* [Exercise objective]: Transcribe every record as it stands and set the images aside.
============
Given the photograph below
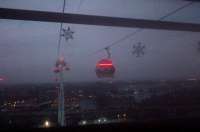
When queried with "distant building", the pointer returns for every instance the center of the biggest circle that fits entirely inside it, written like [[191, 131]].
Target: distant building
[[87, 104]]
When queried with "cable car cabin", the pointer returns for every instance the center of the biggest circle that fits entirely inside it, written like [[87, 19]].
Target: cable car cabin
[[105, 69]]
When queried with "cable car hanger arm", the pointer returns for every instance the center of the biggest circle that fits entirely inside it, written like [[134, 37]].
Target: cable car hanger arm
[[30, 15]]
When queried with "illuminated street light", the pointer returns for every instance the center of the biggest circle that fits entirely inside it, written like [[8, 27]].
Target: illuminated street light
[[46, 124], [84, 122]]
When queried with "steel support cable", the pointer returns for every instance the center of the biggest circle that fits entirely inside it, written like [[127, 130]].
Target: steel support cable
[[139, 30]]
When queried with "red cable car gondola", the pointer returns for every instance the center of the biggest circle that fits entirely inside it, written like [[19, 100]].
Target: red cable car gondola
[[105, 68]]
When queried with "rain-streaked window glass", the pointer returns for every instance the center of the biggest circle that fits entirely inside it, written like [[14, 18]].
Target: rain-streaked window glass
[[54, 74]]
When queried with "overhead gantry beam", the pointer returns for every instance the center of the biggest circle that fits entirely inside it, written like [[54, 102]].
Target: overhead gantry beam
[[44, 16]]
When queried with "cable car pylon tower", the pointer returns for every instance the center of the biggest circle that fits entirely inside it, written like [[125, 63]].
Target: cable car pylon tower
[[59, 69]]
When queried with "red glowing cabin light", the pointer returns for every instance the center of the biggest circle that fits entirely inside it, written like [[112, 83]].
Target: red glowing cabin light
[[105, 68], [104, 63]]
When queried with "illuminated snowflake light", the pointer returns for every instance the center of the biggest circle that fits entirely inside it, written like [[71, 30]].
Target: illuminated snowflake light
[[138, 50], [67, 33]]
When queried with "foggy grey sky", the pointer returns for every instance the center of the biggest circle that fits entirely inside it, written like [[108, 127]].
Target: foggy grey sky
[[28, 49]]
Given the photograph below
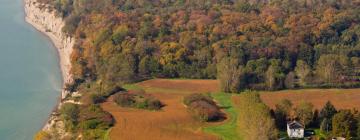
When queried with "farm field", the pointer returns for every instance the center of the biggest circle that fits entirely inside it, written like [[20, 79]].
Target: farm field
[[172, 122], [340, 98]]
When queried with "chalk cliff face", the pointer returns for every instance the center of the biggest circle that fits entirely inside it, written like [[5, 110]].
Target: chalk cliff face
[[46, 21]]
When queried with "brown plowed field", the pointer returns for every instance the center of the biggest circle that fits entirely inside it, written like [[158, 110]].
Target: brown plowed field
[[173, 122], [340, 98]]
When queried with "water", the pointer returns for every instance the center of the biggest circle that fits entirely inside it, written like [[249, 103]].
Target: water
[[30, 77]]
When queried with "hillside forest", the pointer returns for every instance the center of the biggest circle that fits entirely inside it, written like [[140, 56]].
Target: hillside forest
[[245, 44]]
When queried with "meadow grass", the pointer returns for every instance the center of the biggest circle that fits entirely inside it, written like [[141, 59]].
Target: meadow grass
[[132, 87], [107, 134], [228, 130]]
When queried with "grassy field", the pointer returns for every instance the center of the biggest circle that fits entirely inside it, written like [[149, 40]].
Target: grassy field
[[172, 122], [176, 123], [340, 98], [228, 130]]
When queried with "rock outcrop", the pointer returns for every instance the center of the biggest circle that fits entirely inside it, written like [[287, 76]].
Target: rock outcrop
[[46, 20]]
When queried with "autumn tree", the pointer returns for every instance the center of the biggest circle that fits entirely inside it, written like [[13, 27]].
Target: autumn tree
[[231, 75], [274, 76], [329, 67], [253, 110]]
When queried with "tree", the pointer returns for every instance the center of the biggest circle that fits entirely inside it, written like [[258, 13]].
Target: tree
[[70, 113], [274, 76], [255, 118], [282, 113], [302, 70], [325, 125], [42, 135], [230, 75], [328, 111], [290, 80], [304, 112], [329, 67], [344, 124]]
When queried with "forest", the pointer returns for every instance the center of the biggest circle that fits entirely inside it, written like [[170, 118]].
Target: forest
[[245, 44]]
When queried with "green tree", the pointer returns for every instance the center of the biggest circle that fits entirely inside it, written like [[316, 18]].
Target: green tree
[[282, 113], [70, 113], [326, 115], [302, 70], [344, 124], [253, 110], [304, 112], [290, 80]]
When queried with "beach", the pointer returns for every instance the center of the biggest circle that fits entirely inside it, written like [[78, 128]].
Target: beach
[[51, 25]]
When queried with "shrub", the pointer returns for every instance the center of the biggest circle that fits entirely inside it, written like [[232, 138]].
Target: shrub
[[203, 107], [124, 100], [88, 99], [198, 97], [154, 104], [204, 111], [42, 135], [138, 99]]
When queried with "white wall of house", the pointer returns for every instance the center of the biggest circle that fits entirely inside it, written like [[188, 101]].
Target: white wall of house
[[295, 133]]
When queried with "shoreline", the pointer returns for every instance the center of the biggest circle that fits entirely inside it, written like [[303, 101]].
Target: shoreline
[[50, 26]]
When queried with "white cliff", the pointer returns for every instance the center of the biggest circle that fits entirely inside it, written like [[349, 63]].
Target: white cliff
[[46, 21], [49, 23]]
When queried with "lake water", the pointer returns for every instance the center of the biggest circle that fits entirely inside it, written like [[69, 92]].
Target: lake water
[[30, 77]]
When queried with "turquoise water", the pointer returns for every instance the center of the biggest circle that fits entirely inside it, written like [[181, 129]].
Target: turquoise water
[[30, 77]]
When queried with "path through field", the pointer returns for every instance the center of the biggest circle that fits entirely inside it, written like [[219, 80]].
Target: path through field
[[340, 98], [173, 122]]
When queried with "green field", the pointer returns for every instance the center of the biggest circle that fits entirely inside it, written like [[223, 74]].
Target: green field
[[228, 130]]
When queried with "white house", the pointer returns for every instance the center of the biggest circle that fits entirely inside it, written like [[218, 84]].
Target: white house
[[295, 130]]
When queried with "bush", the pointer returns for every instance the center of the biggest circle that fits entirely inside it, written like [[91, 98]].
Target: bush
[[203, 107], [154, 104], [88, 99], [198, 97], [42, 135], [124, 100], [204, 111], [138, 99]]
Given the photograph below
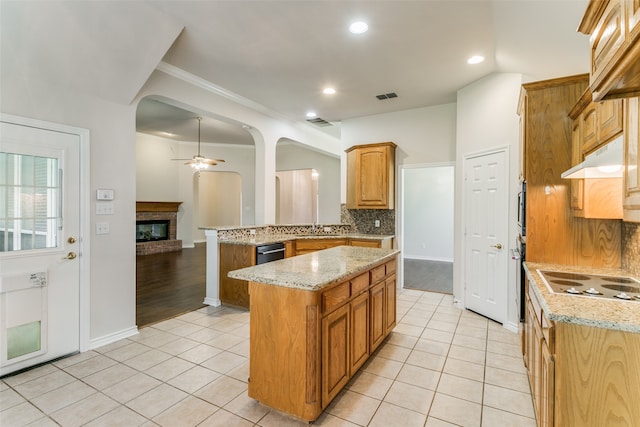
============
* [Output for this task]:
Given the photograph below
When queried with "distant building", the pointer returns for every instance the center of the biggest circle that fits entirely inside it, written like [[191, 131]].
Target: distant building
[[87, 104]]
When queried with "cable car cabin", the pointer returns for every instance the center of the biggest circle that fits entirely inside it, written like [[87, 19]].
Target: cable car cabin
[[105, 69]]
When queried with "cable car hanger arm", the pointer returns for every instance the center of the biggest circle that fits entirely inside it, written like [[134, 37]].
Target: cable car hanger arm
[[30, 15]]
When queried with "illuminated street light", the pointer returns for every instance the center of the biggest circle that fits entirely inside it, written like [[8, 27]].
Target: illuminated street light
[[46, 124], [84, 122]]
When queried with "steel support cable", the pointer returns for every instance the center of the biggest circle that fits entirely inside it, written like [[127, 130]].
Target: steel support cable
[[139, 30]]
When queried with "red cable car gondola", the pointer returns for every instance the center of the biggest circle that fits entirely inside it, written like [[19, 100]].
Target: red cable car gondola
[[105, 68]]
When queried with "rain-streaked window glass", the pointer returns for every instance the center of the biggest circle that fits entirely inside it, written like [[14, 18]].
Target: rain-streaked window glass
[[54, 74]]
When queried with "overhead gantry beam", the pointer returns for every instance the center of the biggest circle that fits entirely inside it, written like [[54, 102]].
Target: overhead gantry beam
[[44, 16]]
When queried with "cable car pylon tower", the pointer returns for every instance the center of the biggest circle that fits entirely inside it, written like [[125, 63]].
Target: cable car pylon tower
[[59, 69]]
When queried with "red glowing cabin light", the pointer returns for every instance the center of the biggest circle that fits entirely inside it, written like [[112, 83]].
Target: red glowing cabin light
[[105, 68], [104, 63]]
When queried with "illuminated snowflake light", the pointer returns for every instance the center of the biggest circle that fits entirely inside it, written like [[71, 30]].
Target: illuminated snowflake light
[[138, 50], [67, 33]]
When queried with "foggy grey sky", the pointer returns for every instance the center of the biggest circle that fits entirely inside it, written like [[108, 127]].
Target: foggy grey sky
[[28, 49]]
Given the photograph below
When queried with "farm field", the pointer returns for every instance the center of the biggest circle that fits entirely inside it, written like [[20, 79]].
Target: farm field
[[172, 122], [340, 98]]
When queried with "chalk cliff face", the pointer returns for every instance the center of the biggest circle that fits entirely inside it, written like [[5, 110]].
Target: chalk cliff face
[[46, 21]]
When queried with "brown plowed field", the pointer returns for every instance the center of the biggest circle that fits entirely inside it, written like [[158, 110]].
Target: brown plowed field
[[173, 122], [340, 98]]
When queried with "water", the pointer returns for every instance the center of the biggest circle that fits entirely inside it, written like [[249, 103]].
Target: water
[[30, 77]]
When queried with "hillside forest", the pointer returns for every instance the center of the biggest circle that fits entirely inside it, written like [[140, 56]].
Target: hillside forest
[[245, 44]]
When queried with "meadow grass", the pointer returns for every instance the center of the biggest circle that fits entirely inside it, written like [[141, 59]].
Target: meadow grass
[[132, 87], [107, 134], [228, 130]]
When queried with "grassy field", the pointer returns for every instance the center of the biggest circle that fits entirely inside it, written like [[149, 40]].
Target: grassy field
[[172, 122], [176, 123], [340, 98], [228, 130]]
When queried with "rock outcrop", the pointer returns for every instance the center of the biggest circle that fits entirely inside it, written like [[287, 76]].
Target: rock outcrop
[[46, 20]]
When queried with "autumn tree", the pointer returns for every instance the center of the biggest circle that fits entirely inside it, written like [[13, 27]].
Target: autumn tree
[[231, 75], [274, 76], [329, 67], [253, 110]]
When queried with "tree", the pointer returns for every instance the center of the biggest circle that fits entirely inside it, written like [[258, 13]].
Target: tree
[[70, 113], [274, 76], [255, 118], [282, 113], [302, 70], [325, 125], [42, 135], [230, 75], [328, 111], [290, 80], [304, 112], [329, 67], [344, 124]]
When queried with "forest", the pointer returns for every instance the center of the biggest circle that fits entirely inside it, written like [[170, 118]].
Target: forest
[[245, 44]]
When queried with "green tree", the pointer returns for every instance the center of the biggest circle that fits entirely inside it, written like [[316, 18]].
Target: green tree
[[282, 113], [70, 113], [326, 115], [302, 70], [344, 124], [253, 110], [304, 112], [290, 80]]
When queried with "beach", the pointer returns for every instance the center of the biggest circle that fits entirely inside it, written like [[78, 128]].
Target: beach
[[51, 25]]
When queried with "shrub", the pointer returns for every instance the center of the biggest circle that fits entirely inside it, written like [[232, 138]].
Target: shrub
[[203, 107], [124, 100], [88, 99], [198, 97], [154, 104], [204, 111], [42, 135], [138, 99]]
When queried with "white wall of house", the pointer returns for every instance the center of the biggest circle that fits entirely inside it, written like [[188, 101]].
Target: white wall of house
[[295, 133]]
When queried with "shoreline", the pointer returns for every instance the center of the biggest circle that fits entirely inside it, written like [[303, 101]].
Target: shoreline
[[50, 26]]
When queried with "white cliff", the pointer returns for every instance the center of the biggest circle that fits entirely inside it, written like [[349, 63]].
Target: white cliff
[[46, 21], [49, 23]]
When queried with "lake water", the pointer returns for every instance the center of the biggest circle that fits entirely inside it, written like [[69, 92]].
Target: lake water
[[30, 77]]
When queried with "turquoise water", the pointer returns for every instance the center of the biggest circle that fits entirely inside it, written like [[181, 129]].
Target: turquoise water
[[30, 77]]
When queried with "path through field", the pointer returns for every instance the center of the biggest circle that fits entirely inside it, written like [[219, 80]].
Target: path through field
[[340, 98], [173, 122]]
When queried with "green field", the pointer returns for every instance the center of the biggest circle that fits entirely inside it, written like [[223, 74]].
Target: green field
[[228, 130]]
When queried with "white house", the pointer returns for every instance the center of the biggest circle that fits entirely inside it, written like [[218, 84]].
Target: white house
[[295, 130]]
When queried with "bush", the pointer returns for every instance the center of the biggest circle that fits entirely inside it, written like [[91, 98]].
Target: bush
[[203, 107], [154, 104], [88, 99], [198, 97], [42, 135], [124, 100], [204, 111], [138, 99]]
Given the photograph below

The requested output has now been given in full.